*WHAT THE TASK ASKS*
Print the data below again in full, exactly as it stands, with no images.

*DATASET EXCERPTS*

--- START ---

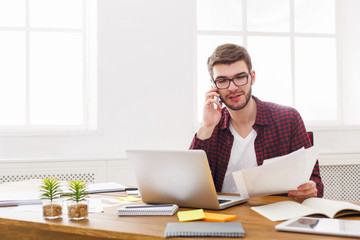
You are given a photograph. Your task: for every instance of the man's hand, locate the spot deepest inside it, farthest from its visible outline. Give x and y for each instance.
(304, 191)
(211, 116)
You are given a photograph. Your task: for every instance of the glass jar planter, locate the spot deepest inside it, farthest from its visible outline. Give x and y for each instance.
(78, 210)
(52, 209)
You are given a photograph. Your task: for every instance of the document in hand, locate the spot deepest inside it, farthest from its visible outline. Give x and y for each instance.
(289, 209)
(277, 175)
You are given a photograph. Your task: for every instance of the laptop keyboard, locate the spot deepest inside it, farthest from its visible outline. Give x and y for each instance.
(223, 201)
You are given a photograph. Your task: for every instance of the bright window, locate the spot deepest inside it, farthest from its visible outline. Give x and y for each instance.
(293, 45)
(48, 64)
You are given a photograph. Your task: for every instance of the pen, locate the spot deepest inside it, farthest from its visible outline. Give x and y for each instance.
(149, 206)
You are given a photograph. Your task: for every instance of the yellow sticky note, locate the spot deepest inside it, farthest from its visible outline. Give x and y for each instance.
(217, 217)
(191, 215)
(130, 199)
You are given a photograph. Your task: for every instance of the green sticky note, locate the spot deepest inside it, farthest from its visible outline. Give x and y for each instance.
(191, 215)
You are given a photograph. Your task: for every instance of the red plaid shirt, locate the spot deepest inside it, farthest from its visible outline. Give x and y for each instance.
(280, 131)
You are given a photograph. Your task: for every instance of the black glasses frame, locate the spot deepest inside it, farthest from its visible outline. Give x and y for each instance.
(232, 80)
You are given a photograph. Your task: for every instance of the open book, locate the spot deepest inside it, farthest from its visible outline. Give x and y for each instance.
(289, 209)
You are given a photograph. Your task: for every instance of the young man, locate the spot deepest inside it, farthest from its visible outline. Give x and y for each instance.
(246, 131)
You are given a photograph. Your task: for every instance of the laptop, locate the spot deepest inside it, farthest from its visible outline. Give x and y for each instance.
(179, 177)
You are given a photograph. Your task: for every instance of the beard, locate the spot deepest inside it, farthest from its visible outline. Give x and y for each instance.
(236, 108)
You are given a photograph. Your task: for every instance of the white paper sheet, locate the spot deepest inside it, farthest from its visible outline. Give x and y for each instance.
(277, 175)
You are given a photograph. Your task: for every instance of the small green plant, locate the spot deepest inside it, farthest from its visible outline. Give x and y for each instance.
(50, 189)
(78, 191)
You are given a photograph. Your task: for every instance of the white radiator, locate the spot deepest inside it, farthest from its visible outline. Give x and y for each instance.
(341, 176)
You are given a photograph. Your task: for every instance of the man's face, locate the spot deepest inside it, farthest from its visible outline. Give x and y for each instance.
(234, 97)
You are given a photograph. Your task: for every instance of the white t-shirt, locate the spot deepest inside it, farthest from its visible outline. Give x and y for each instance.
(242, 156)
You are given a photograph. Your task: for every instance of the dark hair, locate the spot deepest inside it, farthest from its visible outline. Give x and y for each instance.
(228, 54)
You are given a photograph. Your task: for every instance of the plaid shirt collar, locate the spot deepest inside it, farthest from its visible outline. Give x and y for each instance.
(263, 116)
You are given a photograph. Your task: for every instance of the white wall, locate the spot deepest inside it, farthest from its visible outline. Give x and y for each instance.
(146, 81)
(146, 60)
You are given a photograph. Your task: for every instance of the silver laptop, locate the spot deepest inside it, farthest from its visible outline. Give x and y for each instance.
(179, 177)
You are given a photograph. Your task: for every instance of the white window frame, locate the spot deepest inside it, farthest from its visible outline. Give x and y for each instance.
(244, 33)
(89, 38)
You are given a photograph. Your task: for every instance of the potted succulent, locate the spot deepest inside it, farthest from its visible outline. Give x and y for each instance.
(77, 204)
(51, 202)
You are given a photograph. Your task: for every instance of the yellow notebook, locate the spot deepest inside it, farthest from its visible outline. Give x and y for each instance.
(217, 217)
(191, 215)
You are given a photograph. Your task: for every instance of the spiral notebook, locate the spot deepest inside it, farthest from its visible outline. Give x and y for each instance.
(148, 209)
(204, 229)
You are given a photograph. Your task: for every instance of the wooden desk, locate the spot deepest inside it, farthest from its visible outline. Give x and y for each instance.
(108, 225)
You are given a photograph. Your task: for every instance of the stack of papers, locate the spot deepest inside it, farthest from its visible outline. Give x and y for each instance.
(158, 209)
(277, 175)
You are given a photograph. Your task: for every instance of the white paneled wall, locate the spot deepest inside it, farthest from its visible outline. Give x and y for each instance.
(340, 172)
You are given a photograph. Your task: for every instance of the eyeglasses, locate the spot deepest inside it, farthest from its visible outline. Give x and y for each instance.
(238, 81)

--- END ---

*SOLUTION TO THIS EXERCISE*
You are given a photograph. Your task: for every instance of the man's hand, locate the spot deepest inside it, farthest from its visible outline. Give x and y for each instance.
(304, 191)
(211, 116)
You are given a photograph. Your task: for every instance of the glass jar planter, locate the spot deepest inside it, farthest from its visible outline. Give x and y for each instance.
(78, 210)
(52, 209)
You are given a photograph. Your task: for every instance of the document in hand, locate the spot deepest inside it, farthest from its visible outline. Give x and y for each instance.
(289, 209)
(277, 175)
You are given a photograph. Your task: for every instance of the laptop keyboard, locate the spot deepest inside it, farthest from its visible outline. Give x and y for each instance.
(223, 201)
You are given a photograph. Your task: for every instance of the bright window, locate the spot deepest inside it, farthest from its visible outline. Give x and y for each instance.
(293, 45)
(48, 64)
You are given a photograph. Your task: for every instance of the pen, locate the spot deepest inside it, farthest from its visible outline. Give x and y for each instance.
(149, 206)
You are given a photograph. Your task: for every instance of the yellow sticky note, locate the spot deepest inside it, farthest from its visible outline. Give x and y for each instance.
(217, 217)
(191, 215)
(130, 199)
You are given a photograph. Your task: for every instance of the green sticky note, locate the spot deepest inside it, farthest from its visible outline. Give x and y for each instance.
(191, 215)
You are given a photograph. Your task: for every instance of the red plaid shirt, locate the spot deepest inside it, farthest from its visible outline. Give x and y for each instance.
(280, 131)
You are given a photograph. Your task: for every instance of the black glasses frame, locate the spot deepest inside it, farthest from its visible outline. Give x and y for each instance.
(232, 80)
You are given a photograph. Your task: for every instance of the open book, locate the spot deepest inside it, farthest from its visible outline. Give x and y for each instance.
(289, 209)
You are given a photograph. Your task: for every instance of the young man, locate the spot deepest inside it, farthest from its visible outline. Give x and y for each instance.
(246, 131)
You are given a photograph. Your task: for every instance of the laptop, locate the spot deepest inside it, farthest from its visible outline. Give x and y for each instance.
(179, 177)
You are given a photograph. Your task: for every instance of the beard, locate the spot deepest inside it, farthest from its visible outline. Give x and y for each instance.
(236, 108)
You are given a photograph. Your task: for every instance of the white paper sheet, locate the spot deepest inside it, farthest from its visible outline. Give x and y for each instance.
(277, 175)
You are given a photograph. Your task: for every instance of the small green plant, locate the spot deepest inside it, farthest from its visible outline. Give x and y for each instance.
(50, 189)
(78, 191)
You are given a photograph. Your task: for every instance of the white radiator, locate the spot deepest inside it, farthest from its visible outline. Give x and y for each instance.
(341, 176)
You are given a photograph. Your task: for every instance of the man's face, locate the spot deepest inside it, farthest from its visible outline. Give x and y for each instance.
(234, 97)
You are given a photograph. Your task: for every instance of the white t-shirt, locate the spot deepest inside it, farthest from its visible outline. Give x and y for each instance.
(242, 156)
You are given a photograph. Your task: for every instance of the dark hair, locate the spot deepest inside it, farthest from its visible outline. Give x and y for each instance.
(228, 54)
You are given a photograph. Your task: for every instance of the plaid shirt collar, locate the spot deepest inside it, farthest from its visible outline. Give x and y for each instance.
(263, 116)
You are given a photograph. Your task: for every instance of the white wall, locate the spot deepest inside it, farthest from its visible outline. Give x and y for each instance.
(146, 81)
(146, 60)
You are given a photograph. Your task: for every instance of the silver laptop, locate the spot deepest inside it, farthest from its visible outline. Give x and y for each instance.
(179, 177)
You are given a photograph. Your task: for every instance of the white window frame, locate the spot deepest inside it, farthest from its visible outline. Give x and y for each instance.
(244, 33)
(89, 38)
You are given a photograph. Your task: for every instance of the potted succulent, locate the spot deepest inside it, farthest from its visible outline. Give x and y for each instance.
(77, 204)
(51, 202)
You are given a photograph. Your task: for every instance of the yellow notebook, locate the spot deepest inside it, farthest from its visible outline. Give x and y for each instance.
(217, 217)
(191, 215)
You are given a photograph. Your task: for every instance of the spiral notebook, locate the spot deepest inside it, farthest from its visible outline. Give x and y for each instance.
(148, 209)
(204, 229)
You are given a photograph. Your task: for every instance of the wooden desk, locate the spot deepest inside it, farthest from its visible outline. Give x and y for each instance.
(108, 225)
You are given a photograph. Your task: for every instance of the stack of papers, locate the spot deepest inside it, farthest from its visible outline. Give x and y for each instance.
(158, 209)
(277, 175)
You are given a photograph. Your task: for every instance of the white paneled wall, locate the spot deepest inside it, farthest from its visible outline. Give x and y for each instance.
(340, 172)
You are given a photograph. Your task: for every instance of the eyeglasses, locate the spot deepest inside it, farthest from its visible outline. Give x and y for each instance.
(238, 81)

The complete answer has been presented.